## Tasks
1 - In the forum thread about favorite books, why does the first poster specify liking the older works of Stephen King and R.A. Salvatore?
2 - According to the forum thread about favorite books, which three authors of old science fiction does Dark Shooter name as favorites?

## Document extract
That aside, I also enjoy Stephen King and R.A. Salvatore's older works; I say older, because King's gotten too soft lately and Salvatore has dragged the Drizzit series for too damn long.
And, before I get blasted, I LIKE Drizzit. All things need to end at some point though.

Tark
11-21-2003, 12:58 AM
Terry Brooks' Shannara saga, anything by tolkien, and Rainbow Six by Tom Clancy (the games suck ass tho)

Chrono_Traveller
11-21-2003, 12:59 AM
One of my favorite series - The Ender Trilogy, esp. Ender's Game (Ender's shadow wasn't bad either)

As for what I'm reading now, I've been thinking about starting the newest WoT book, but I'm not sure whether I'm ready to go through the torture of reading it yet. The last one drove me crazy and left me very disappointed.

Dark Shooter
11-21-2003, 01:19 AM
I don't read many recent books with a few exceptions. I mostly read old science fiction; Heinlein, Asimov and Herbert are my favorites.

Right now, though, I'm going through Arrian's Campaigns of Alexander, and I've got a book mark in Isaac Deutscher's The Prophet Armed that I've been meaning to get back to for a year now. Mostly historical works right now, you may notice. Concequence of having to read so many of them for classes.

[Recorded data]
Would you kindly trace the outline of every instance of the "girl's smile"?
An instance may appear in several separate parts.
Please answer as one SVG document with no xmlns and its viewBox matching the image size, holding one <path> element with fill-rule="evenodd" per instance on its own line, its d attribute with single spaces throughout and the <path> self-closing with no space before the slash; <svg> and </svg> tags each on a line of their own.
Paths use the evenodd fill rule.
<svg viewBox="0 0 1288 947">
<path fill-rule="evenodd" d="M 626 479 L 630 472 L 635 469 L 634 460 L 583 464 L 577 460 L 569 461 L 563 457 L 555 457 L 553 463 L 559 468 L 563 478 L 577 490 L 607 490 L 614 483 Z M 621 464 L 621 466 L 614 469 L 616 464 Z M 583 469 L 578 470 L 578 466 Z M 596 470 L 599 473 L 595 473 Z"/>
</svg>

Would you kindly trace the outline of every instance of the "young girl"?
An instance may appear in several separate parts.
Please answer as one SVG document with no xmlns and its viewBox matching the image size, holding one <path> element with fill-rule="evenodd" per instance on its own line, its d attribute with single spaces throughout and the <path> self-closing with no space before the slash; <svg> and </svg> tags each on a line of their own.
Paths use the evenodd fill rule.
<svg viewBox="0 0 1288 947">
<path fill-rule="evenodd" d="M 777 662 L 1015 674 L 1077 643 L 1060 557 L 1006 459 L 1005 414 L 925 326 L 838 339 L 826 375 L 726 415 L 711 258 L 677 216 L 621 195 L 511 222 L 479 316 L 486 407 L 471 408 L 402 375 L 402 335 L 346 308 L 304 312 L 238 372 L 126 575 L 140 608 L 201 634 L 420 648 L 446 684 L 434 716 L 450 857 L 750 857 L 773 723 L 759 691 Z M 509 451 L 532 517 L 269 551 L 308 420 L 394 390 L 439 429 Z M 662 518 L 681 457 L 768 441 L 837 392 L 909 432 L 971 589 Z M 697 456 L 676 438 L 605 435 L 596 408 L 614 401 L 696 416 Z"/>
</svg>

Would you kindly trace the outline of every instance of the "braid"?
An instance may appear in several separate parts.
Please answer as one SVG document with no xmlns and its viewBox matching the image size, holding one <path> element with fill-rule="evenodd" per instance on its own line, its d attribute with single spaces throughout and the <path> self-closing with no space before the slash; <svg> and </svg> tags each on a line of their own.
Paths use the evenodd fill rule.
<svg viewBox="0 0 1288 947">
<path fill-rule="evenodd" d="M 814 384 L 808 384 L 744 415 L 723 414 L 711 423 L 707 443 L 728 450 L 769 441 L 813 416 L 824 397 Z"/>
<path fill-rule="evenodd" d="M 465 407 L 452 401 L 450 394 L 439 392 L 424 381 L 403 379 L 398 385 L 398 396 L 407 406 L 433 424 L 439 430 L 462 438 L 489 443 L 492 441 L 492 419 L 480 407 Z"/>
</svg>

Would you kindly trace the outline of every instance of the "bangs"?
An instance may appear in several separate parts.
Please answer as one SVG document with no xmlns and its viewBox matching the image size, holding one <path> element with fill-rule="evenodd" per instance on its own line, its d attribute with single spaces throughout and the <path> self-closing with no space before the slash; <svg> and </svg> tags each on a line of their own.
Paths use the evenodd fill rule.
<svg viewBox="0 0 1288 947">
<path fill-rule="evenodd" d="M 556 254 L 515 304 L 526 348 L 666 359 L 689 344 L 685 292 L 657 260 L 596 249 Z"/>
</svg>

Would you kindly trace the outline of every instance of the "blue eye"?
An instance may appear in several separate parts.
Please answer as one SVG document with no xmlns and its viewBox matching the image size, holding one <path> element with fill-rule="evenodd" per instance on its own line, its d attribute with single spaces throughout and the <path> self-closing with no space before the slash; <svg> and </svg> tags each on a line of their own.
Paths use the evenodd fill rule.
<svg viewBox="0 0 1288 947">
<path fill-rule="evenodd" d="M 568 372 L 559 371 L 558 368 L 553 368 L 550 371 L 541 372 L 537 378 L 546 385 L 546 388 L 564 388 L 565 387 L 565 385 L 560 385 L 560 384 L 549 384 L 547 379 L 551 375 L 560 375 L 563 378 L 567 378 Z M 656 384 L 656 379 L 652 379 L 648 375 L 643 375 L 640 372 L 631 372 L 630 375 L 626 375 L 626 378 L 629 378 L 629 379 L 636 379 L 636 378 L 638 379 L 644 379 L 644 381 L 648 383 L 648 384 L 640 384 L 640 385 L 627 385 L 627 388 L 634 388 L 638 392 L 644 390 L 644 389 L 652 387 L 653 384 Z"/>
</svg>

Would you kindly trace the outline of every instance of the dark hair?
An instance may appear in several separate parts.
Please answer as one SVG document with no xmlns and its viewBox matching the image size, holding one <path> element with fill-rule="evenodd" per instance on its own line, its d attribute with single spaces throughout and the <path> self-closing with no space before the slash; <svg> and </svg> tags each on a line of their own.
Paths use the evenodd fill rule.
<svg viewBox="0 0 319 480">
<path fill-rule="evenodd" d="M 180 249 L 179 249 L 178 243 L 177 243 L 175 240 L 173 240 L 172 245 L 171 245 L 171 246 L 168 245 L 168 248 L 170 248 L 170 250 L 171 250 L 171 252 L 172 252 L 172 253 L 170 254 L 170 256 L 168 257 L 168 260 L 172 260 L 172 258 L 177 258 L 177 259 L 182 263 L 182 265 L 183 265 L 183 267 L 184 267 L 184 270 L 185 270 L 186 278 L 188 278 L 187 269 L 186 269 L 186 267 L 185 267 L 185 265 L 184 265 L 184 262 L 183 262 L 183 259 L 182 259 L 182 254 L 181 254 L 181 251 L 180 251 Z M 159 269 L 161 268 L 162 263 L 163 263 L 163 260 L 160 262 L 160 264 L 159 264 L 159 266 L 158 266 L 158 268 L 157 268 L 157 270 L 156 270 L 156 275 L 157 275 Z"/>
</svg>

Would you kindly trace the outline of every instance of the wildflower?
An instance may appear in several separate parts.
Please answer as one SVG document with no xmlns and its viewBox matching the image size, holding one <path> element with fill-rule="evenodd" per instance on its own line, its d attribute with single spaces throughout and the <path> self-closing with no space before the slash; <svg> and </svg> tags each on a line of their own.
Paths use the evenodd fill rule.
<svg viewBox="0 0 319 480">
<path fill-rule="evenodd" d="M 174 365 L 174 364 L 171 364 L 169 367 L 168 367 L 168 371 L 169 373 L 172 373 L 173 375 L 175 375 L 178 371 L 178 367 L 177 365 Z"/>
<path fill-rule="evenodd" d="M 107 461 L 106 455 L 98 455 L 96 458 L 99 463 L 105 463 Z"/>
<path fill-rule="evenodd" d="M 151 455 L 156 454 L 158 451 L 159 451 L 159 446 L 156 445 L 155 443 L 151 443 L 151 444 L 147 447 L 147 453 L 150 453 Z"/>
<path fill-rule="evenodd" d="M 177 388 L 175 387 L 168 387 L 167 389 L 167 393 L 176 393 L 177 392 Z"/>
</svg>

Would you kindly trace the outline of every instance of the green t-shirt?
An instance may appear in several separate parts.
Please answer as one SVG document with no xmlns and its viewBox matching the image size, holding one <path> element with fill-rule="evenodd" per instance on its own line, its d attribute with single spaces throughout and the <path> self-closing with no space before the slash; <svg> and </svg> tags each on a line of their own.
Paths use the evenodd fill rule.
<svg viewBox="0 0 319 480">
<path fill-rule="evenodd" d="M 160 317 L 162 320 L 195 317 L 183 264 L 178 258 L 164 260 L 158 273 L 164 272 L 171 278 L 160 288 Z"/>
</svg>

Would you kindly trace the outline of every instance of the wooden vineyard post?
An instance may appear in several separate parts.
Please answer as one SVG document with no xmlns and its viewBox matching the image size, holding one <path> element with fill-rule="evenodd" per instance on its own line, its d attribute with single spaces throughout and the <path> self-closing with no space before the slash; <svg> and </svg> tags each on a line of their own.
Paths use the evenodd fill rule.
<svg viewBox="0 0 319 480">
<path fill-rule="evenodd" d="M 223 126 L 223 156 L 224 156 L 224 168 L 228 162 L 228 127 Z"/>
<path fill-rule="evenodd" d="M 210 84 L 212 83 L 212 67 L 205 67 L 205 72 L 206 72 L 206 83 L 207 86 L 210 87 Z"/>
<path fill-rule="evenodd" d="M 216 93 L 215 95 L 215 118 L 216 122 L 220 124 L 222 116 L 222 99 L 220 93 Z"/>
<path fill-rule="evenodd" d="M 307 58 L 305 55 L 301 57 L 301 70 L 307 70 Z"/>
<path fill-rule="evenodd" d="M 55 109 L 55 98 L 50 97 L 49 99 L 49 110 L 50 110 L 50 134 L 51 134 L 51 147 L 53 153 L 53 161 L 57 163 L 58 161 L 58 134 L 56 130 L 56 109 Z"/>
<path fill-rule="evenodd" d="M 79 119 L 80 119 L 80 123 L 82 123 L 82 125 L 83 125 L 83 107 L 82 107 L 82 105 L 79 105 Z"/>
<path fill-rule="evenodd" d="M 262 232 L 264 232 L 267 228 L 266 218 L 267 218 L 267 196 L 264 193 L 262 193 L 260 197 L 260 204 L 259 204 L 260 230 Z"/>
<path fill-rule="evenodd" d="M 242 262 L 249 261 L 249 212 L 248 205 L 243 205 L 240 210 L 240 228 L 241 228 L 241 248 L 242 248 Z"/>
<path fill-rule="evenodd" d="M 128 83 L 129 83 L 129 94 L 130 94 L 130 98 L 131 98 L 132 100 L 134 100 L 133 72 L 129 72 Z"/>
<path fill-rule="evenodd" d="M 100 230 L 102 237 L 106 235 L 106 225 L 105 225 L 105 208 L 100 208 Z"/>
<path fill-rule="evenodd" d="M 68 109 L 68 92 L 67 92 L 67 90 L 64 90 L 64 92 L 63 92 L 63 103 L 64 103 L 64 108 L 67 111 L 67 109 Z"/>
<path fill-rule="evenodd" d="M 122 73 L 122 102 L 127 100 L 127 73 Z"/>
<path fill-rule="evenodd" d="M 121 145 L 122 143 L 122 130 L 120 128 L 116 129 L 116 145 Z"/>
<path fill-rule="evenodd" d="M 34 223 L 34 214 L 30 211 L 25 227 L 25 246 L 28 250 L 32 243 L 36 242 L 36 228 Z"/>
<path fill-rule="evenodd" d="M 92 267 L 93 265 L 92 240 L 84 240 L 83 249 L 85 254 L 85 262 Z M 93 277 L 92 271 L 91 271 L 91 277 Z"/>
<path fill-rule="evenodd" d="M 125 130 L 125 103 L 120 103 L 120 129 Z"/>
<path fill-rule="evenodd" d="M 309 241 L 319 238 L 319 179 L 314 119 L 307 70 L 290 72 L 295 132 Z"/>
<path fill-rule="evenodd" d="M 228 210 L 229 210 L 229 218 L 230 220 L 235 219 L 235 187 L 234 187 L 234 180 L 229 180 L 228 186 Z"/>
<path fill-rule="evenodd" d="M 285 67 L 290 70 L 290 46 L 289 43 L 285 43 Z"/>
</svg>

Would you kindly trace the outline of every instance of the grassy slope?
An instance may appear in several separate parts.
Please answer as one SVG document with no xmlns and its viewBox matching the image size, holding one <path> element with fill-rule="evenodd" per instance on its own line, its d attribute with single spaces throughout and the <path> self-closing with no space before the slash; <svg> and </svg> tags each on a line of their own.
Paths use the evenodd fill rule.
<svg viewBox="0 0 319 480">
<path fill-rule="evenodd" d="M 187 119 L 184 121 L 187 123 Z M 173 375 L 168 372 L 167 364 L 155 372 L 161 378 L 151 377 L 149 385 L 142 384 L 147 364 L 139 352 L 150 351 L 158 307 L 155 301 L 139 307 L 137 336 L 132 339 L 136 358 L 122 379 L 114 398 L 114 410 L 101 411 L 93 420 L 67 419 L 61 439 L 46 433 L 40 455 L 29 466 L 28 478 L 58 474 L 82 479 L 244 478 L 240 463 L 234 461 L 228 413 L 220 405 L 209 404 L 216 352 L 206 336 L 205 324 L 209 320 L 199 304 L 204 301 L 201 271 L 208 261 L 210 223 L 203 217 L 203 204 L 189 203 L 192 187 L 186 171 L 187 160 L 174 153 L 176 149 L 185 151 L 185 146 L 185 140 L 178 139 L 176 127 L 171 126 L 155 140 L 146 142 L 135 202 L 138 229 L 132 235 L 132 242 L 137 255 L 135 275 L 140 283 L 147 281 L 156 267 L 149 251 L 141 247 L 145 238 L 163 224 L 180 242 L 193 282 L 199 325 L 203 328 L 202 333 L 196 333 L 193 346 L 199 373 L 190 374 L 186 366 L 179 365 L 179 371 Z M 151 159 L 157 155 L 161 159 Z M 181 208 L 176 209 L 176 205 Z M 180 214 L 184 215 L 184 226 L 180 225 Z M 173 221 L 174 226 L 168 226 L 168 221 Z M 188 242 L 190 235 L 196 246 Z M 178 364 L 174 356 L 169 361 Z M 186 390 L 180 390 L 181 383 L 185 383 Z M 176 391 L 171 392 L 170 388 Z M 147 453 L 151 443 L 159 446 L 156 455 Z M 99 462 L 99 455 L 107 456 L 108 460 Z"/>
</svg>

## Worked answers
1 - The poster feels that King has gotten too soft lately and that Salvatore has dragged out the Drizzit series for too long.

2 - Heinlein, Asimov and Herbert.